RelationExtractionModel Clinical


Models the set of clinical relations defined in the 2010 i2b2 relation challenge.

Included Relations

TrIP: A certain treatment has improved or cured a medical problem (eg, ‘infection resolved with antibiotic course’)

TrWP: A patient’s medical problem has deteriorated or worsened because of or in spite of a treatment being administered (eg, ‘the tumor was growing despite the drain’)

TrCP: A treatment caused a medical problem (eg, ‘penicillin causes a rash’)

TrAP: A treatment administered for a medical problem (eg, ‘Dexamphetamine for narcolepsy’)

TrNAP: The administration of a treatment was avoided because of a medical problem (eg, ‘Ralafen which is contra-indicated because of ulcers’)

TeRP: A test has revealed some medical problem (eg, ‘an echocardiogram revealed a pericardial effusion’)

TeCP: A test was performed to investigate a medical problem (eg, ‘chest x-ray done to rule out pneumonia’)

PIP: Two problems are related to each other (eg, ‘Azotemia presumed secondary to sepsis’)

How to use

Use as part of an nlp pipeline with the following stages: DocumentAssembler, SentenceDetector, Tokenizer, WordEmbeddingsModel, PerceptronModel, NerDLModel, NerConverter, DependencyParserModel, RelationExtractionModel.

Recorded data
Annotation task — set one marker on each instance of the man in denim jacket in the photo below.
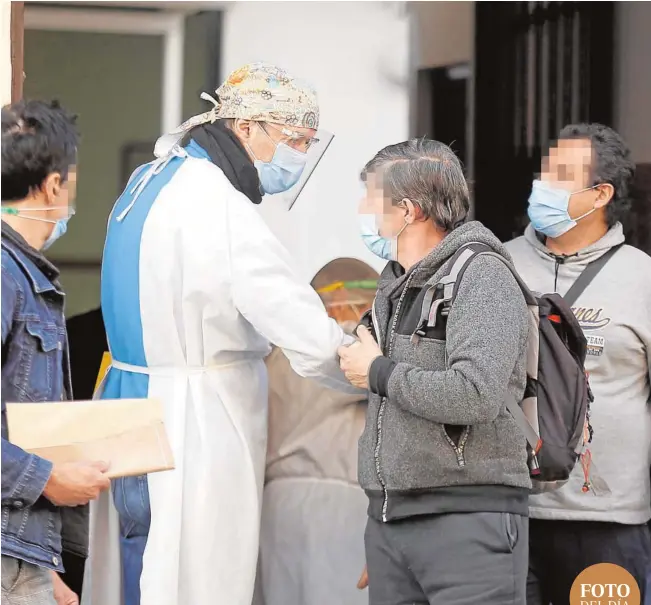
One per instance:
(39, 518)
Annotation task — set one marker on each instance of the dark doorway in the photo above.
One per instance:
(538, 66)
(443, 112)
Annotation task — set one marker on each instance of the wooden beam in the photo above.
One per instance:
(17, 50)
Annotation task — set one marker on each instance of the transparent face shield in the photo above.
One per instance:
(314, 148)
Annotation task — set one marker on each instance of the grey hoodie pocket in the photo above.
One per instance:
(457, 441)
(510, 523)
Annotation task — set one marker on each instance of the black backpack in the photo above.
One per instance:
(554, 413)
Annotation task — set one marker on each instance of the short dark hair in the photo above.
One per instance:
(38, 138)
(429, 174)
(611, 163)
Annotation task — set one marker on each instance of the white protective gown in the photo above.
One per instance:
(194, 287)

Tasks for this exercise:
a) Answer these questions about the clinical relation extraction page:
(i) Which challenge defined the set of relations the model covers?
(ii) Which relation label applies when a test was performed to investigate a medical problem?
(iii) Which pipeline stage comes immediately before RelationExtractionModel?
b) Write a continuation of the clinical relation extraction page, picking up after its final sentence.
The recorded data plays no part in this work.

Task results:
a)
(i) The 2010 i2b2 relation challenge.
(ii) TeCP.
(iii) DependencyParserModel.

b)
The precision of the RE model is controlled by “setMaxSyntacticDistance(4)”, which sets the maximum syntactic distance between named entities to 4. A larger value will improve recall at the expense at lower precision.

clinical_re_Model = RelationExtractionModel()\
    .pretrained("re_clinical", "en", 'clinical/models')\
    .setInputCols(["embeddings", "pos_tags", "ner_chunks", "dependencies"])\
    .setRelationPairs(["problem-test", "problem-treatment"]) # Possible relation pairs. Default is all relations.

loaded_pipeline = Pipeline(stages=[clinical_re_Model])

empty_data = spark.createDataFrame([[""]]).toDF("text")

loaded_model =

loaded_lmodel = LightPipeline(loaded_model)

annotations = loaded_lmodel.fullAnnotate(text)

rel_df = get_relations_df (annotations)

Model Parameters

Model Name: re_clinical_en_2.5.5_2.4
Type: re
Compatibility: Spark NLP 2.5.5
Edition: Healthcare
License: Licensed
Input Labels: [embeddings, pos_tags, ner_chunks, dependencies]
Output Labels: [relations]
Language: [en]
Case sensitive: false

Dataset used for training

Trained on augmented 2010 i2b2 challenge data with ‘clinical_embeddings’.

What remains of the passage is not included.